**YOUR INSTRUCTIONS:** Pull out each line in the entries below that contains the string "hillside". Treat uppercase and lowercase letters as different when matching.

Stored items

-*-

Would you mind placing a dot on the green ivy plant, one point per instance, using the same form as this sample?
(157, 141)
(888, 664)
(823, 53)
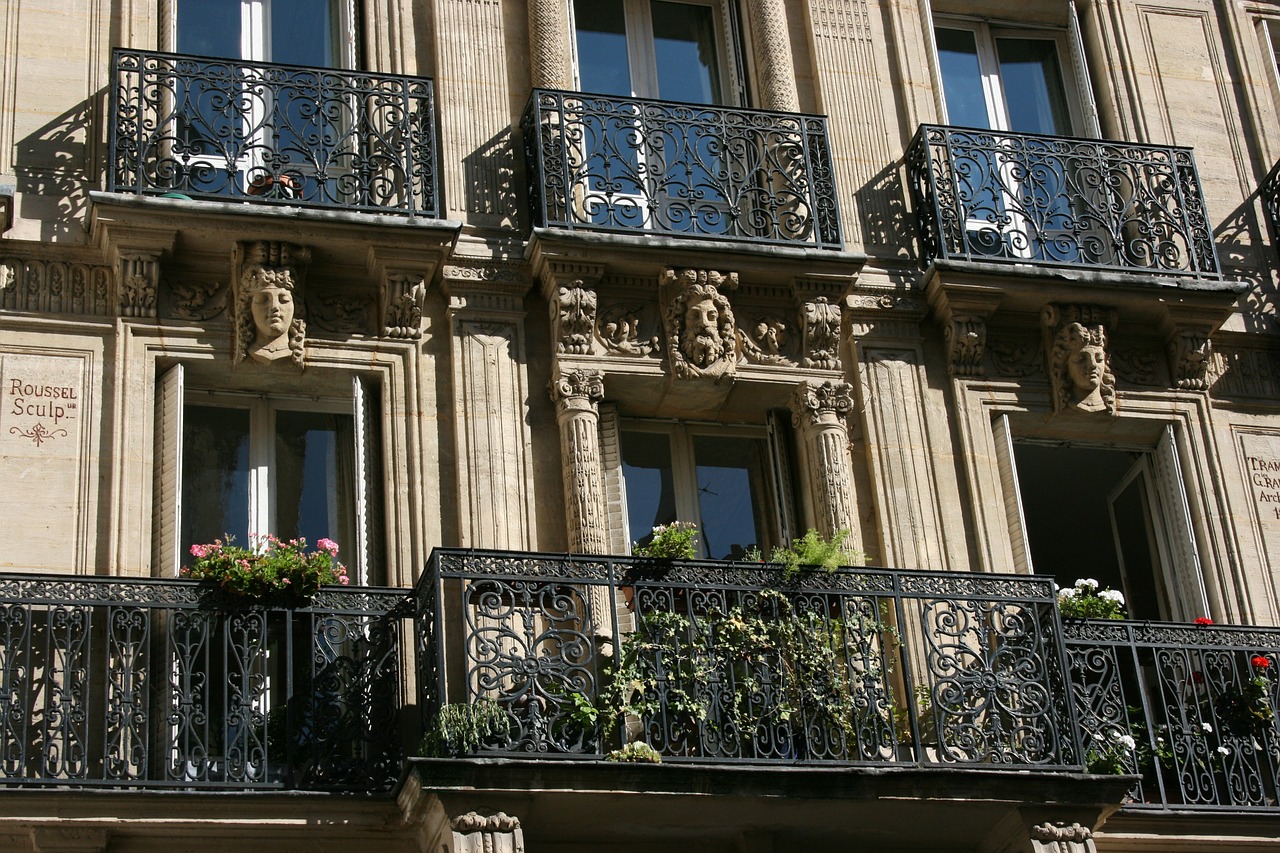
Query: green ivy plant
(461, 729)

-*-

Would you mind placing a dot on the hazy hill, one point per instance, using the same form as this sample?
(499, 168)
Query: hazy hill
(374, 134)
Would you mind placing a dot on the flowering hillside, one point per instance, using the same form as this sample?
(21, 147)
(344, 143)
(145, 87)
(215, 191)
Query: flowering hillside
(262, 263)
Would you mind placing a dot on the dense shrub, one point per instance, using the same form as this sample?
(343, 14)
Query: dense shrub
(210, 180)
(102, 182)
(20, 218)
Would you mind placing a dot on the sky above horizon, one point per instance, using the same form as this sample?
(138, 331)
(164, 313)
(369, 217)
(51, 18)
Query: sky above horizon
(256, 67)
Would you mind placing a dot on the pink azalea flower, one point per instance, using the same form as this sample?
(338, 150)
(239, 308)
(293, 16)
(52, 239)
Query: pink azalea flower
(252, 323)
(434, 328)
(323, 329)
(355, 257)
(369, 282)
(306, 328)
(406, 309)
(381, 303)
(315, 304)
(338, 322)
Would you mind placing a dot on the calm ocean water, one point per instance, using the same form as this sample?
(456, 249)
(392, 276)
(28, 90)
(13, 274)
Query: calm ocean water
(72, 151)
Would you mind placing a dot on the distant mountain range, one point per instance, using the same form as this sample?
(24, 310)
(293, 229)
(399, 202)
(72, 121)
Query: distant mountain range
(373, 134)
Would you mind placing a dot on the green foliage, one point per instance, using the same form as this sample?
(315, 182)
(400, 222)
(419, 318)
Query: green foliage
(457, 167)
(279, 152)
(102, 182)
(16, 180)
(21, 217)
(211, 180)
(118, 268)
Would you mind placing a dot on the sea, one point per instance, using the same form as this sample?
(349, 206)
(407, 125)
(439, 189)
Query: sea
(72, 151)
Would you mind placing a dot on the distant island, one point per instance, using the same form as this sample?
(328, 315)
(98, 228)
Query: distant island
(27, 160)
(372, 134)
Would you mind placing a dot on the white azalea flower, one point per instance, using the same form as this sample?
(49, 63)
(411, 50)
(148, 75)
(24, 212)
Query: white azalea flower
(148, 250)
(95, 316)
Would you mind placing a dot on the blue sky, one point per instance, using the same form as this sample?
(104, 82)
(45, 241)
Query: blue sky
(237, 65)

-*-

**RESULT OF THIS TASK:**
Would you mind placing a dot on the flowering hillside, one point per instance, using the same form as this sample?
Query: flowering hillside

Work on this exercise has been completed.